> _Set exercise_: List each line below that contains the string "stem".

> _Excerpted data_:
---

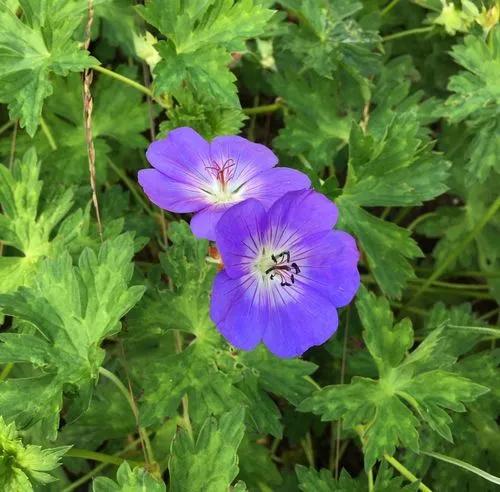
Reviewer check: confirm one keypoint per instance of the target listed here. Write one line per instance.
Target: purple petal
(302, 212)
(238, 310)
(272, 184)
(182, 156)
(250, 158)
(299, 319)
(169, 194)
(328, 264)
(203, 223)
(239, 236)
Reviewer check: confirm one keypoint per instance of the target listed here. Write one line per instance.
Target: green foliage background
(112, 376)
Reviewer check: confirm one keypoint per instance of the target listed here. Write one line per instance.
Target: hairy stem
(125, 80)
(144, 439)
(266, 108)
(409, 32)
(405, 472)
(101, 457)
(48, 134)
(495, 206)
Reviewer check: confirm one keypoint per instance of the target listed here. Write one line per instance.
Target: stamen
(282, 270)
(222, 174)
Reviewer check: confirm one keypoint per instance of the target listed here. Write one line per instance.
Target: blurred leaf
(411, 386)
(73, 309)
(31, 50)
(210, 463)
(201, 37)
(29, 227)
(128, 480)
(24, 466)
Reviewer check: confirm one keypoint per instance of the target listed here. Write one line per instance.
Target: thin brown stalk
(88, 75)
(13, 145)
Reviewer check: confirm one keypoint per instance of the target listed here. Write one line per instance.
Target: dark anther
(285, 272)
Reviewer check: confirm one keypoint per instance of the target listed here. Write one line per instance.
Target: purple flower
(285, 273)
(192, 175)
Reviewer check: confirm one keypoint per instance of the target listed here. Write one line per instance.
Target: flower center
(223, 174)
(283, 269)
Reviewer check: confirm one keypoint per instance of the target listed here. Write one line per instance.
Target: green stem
(489, 314)
(371, 487)
(409, 32)
(125, 80)
(419, 219)
(308, 449)
(130, 399)
(465, 466)
(405, 472)
(469, 289)
(495, 206)
(119, 385)
(389, 7)
(131, 186)
(101, 457)
(88, 476)
(410, 309)
(185, 401)
(48, 134)
(5, 371)
(465, 273)
(483, 330)
(266, 108)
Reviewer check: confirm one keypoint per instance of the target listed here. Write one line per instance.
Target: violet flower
(193, 175)
(285, 273)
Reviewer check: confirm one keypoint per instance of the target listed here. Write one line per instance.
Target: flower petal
(236, 309)
(182, 156)
(299, 318)
(169, 194)
(300, 213)
(272, 184)
(250, 158)
(328, 265)
(239, 236)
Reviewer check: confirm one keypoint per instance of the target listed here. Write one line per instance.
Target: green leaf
(317, 123)
(72, 309)
(397, 170)
(476, 100)
(23, 466)
(257, 468)
(210, 463)
(201, 37)
(206, 117)
(114, 136)
(328, 38)
(313, 481)
(30, 51)
(28, 227)
(411, 391)
(129, 480)
(214, 376)
(452, 224)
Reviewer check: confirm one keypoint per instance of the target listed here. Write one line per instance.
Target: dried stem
(87, 119)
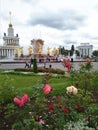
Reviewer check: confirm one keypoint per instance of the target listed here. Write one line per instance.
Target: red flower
(80, 109)
(76, 84)
(65, 110)
(47, 89)
(68, 65)
(51, 107)
(22, 101)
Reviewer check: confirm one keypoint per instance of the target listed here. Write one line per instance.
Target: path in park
(59, 65)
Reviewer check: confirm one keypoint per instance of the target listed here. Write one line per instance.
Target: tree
(95, 53)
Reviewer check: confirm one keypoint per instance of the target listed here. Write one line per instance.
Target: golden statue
(30, 50)
(48, 51)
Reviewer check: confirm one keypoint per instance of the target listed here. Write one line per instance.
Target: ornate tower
(10, 39)
(11, 42)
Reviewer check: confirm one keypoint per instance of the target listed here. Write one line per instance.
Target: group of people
(29, 64)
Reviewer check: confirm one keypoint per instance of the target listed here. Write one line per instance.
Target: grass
(24, 83)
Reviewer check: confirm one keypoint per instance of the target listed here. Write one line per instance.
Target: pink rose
(22, 101)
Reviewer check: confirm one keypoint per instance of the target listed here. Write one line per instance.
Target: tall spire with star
(10, 23)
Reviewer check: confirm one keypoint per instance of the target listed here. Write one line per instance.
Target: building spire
(10, 23)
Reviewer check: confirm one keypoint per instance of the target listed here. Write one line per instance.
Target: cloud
(62, 20)
(90, 36)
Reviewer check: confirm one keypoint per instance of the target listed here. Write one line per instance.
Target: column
(0, 52)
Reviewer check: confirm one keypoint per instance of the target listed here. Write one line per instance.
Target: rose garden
(51, 100)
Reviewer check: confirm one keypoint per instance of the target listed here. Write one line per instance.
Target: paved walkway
(12, 65)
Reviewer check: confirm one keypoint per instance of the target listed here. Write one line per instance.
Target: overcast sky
(57, 22)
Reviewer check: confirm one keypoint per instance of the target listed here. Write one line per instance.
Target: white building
(10, 42)
(85, 49)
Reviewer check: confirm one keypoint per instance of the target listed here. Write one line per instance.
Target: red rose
(51, 107)
(80, 109)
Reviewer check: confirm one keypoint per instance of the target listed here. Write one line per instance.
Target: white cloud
(57, 22)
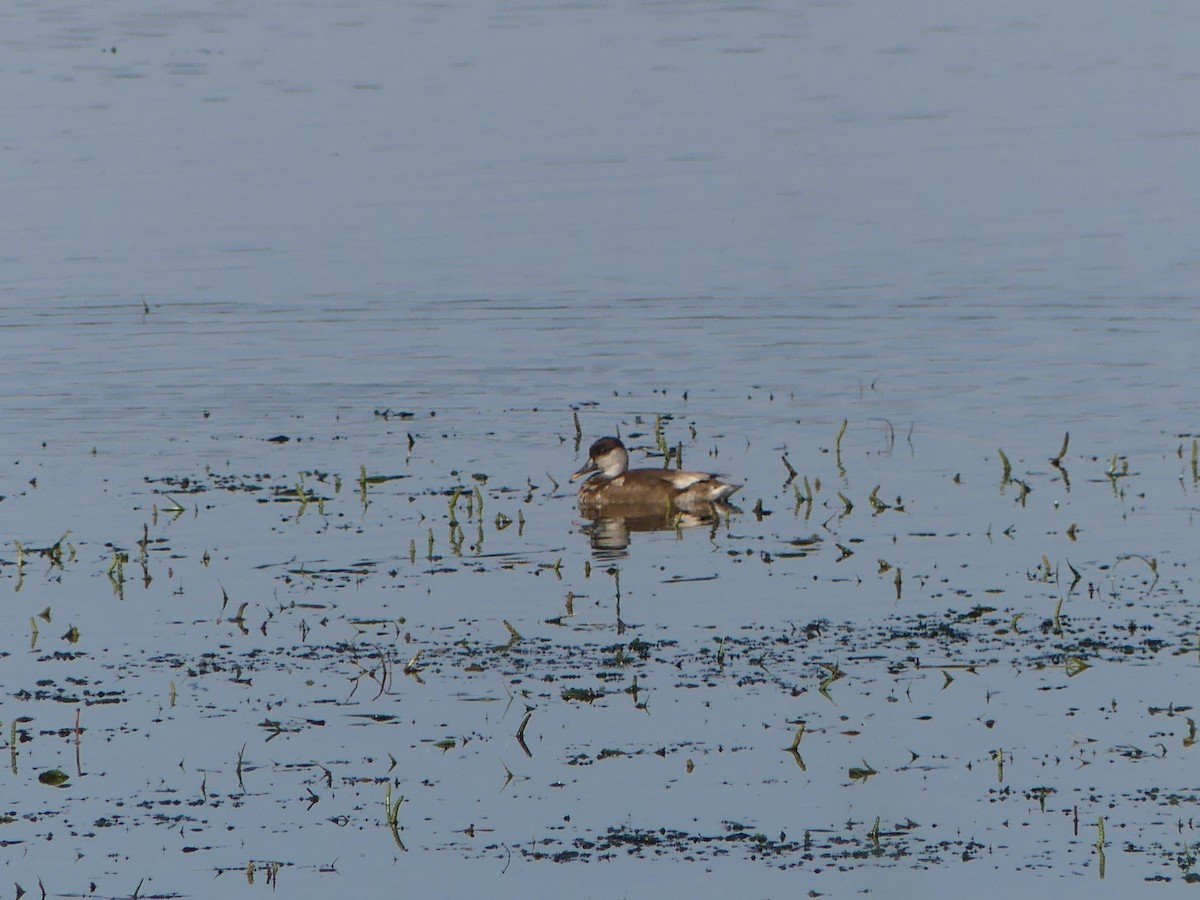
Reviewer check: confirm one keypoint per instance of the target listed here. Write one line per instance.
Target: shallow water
(453, 247)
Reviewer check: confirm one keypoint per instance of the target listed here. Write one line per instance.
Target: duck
(611, 485)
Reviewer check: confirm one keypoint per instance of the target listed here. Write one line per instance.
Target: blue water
(959, 229)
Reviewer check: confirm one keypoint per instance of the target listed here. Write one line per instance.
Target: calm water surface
(420, 239)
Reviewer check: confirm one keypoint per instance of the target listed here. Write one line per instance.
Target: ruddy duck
(611, 484)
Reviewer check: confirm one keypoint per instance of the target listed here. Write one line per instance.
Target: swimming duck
(611, 484)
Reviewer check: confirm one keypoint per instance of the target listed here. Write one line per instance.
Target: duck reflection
(610, 527)
(621, 501)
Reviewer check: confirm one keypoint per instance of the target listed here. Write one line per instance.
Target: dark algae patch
(283, 676)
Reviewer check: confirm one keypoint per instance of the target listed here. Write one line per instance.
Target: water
(961, 232)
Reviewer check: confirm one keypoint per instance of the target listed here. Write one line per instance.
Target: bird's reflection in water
(609, 528)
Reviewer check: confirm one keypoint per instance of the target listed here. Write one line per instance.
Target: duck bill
(586, 469)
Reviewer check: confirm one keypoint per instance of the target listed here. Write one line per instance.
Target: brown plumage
(611, 483)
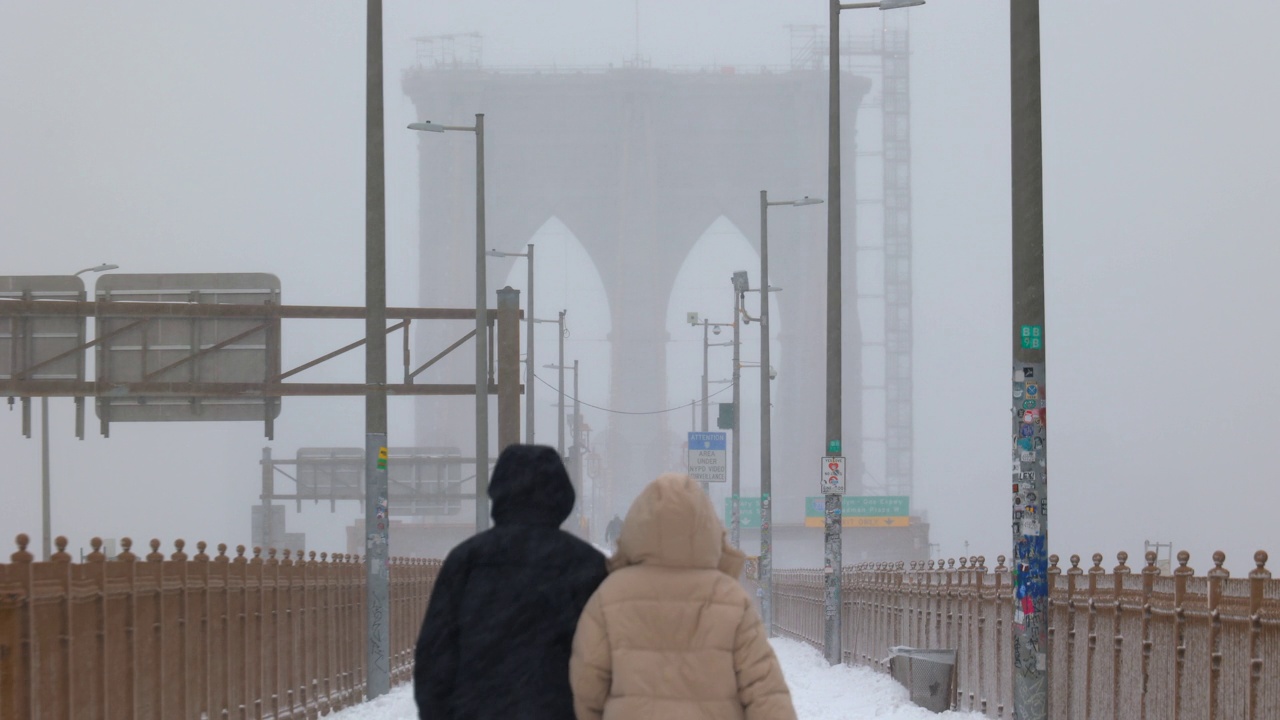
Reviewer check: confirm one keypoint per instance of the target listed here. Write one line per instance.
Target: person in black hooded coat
(499, 627)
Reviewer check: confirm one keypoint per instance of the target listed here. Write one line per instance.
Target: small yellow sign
(862, 522)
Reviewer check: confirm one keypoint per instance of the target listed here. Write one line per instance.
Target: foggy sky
(229, 137)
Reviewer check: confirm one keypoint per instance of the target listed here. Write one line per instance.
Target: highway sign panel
(748, 513)
(42, 347)
(188, 350)
(708, 460)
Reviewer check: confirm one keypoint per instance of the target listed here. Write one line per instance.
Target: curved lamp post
(481, 323)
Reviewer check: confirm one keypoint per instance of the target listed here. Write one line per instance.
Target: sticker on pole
(708, 461)
(832, 475)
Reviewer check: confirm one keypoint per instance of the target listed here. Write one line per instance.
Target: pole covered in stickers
(1029, 572)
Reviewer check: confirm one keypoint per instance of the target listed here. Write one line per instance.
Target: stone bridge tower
(638, 163)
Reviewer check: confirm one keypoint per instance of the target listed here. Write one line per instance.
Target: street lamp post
(766, 566)
(529, 340)
(1029, 365)
(707, 345)
(45, 482)
(832, 559)
(376, 509)
(740, 287)
(481, 323)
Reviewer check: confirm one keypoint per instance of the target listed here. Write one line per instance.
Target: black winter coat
(499, 627)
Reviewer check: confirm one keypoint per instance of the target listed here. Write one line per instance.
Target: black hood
(530, 487)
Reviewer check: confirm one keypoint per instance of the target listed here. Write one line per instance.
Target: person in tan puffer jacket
(671, 633)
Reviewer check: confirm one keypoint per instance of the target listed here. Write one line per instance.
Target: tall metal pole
(735, 491)
(1031, 483)
(560, 425)
(46, 514)
(832, 560)
(529, 363)
(766, 563)
(481, 345)
(376, 520)
(705, 381)
(576, 464)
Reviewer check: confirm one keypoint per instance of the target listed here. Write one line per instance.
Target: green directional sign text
(1033, 337)
(748, 511)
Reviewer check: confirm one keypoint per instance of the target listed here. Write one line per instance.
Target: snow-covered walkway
(819, 692)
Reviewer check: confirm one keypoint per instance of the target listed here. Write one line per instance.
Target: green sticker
(1033, 337)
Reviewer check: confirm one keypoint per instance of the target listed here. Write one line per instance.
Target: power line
(567, 397)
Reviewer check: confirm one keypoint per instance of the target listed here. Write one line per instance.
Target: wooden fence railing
(1121, 645)
(178, 637)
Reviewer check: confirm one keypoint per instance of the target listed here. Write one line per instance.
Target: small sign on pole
(832, 475)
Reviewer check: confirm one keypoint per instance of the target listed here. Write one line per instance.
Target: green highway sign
(748, 511)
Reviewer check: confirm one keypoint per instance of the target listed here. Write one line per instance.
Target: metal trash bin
(927, 674)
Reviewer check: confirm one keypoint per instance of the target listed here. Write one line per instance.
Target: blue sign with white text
(707, 441)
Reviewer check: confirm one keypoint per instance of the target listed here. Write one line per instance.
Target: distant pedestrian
(671, 633)
(612, 529)
(499, 625)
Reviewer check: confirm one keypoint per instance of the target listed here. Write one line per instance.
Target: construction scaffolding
(883, 55)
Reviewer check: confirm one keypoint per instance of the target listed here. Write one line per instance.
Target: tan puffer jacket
(671, 633)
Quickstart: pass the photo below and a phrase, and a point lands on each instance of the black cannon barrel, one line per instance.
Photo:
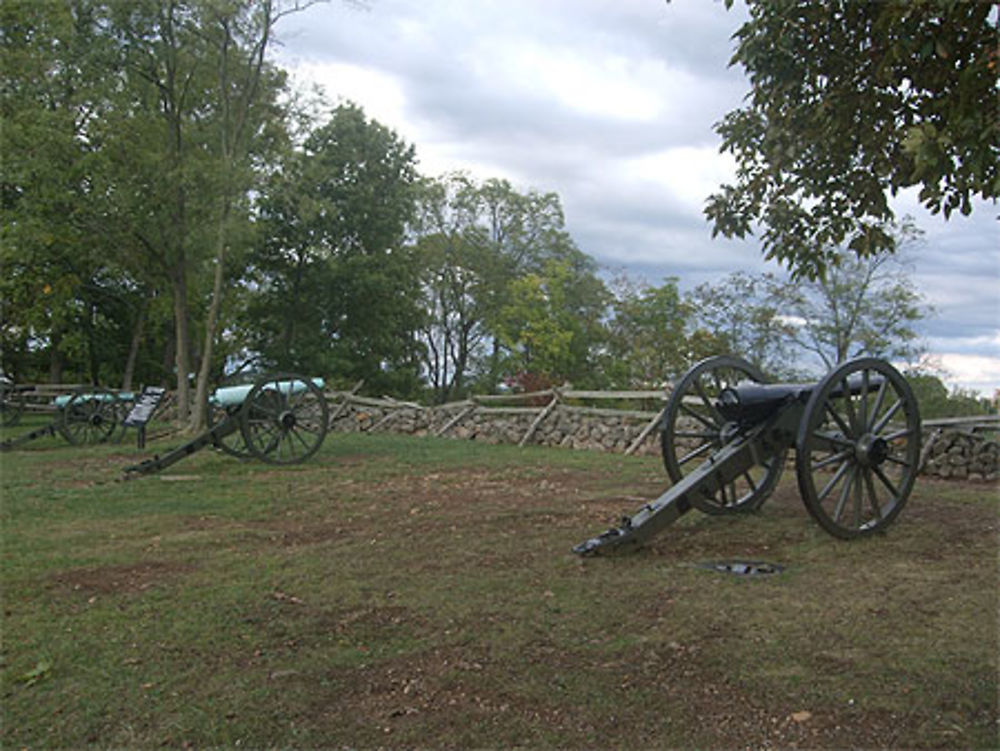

---

> _Problem solution_:
Target: hairy stem
Target: green stem
Target: dried stem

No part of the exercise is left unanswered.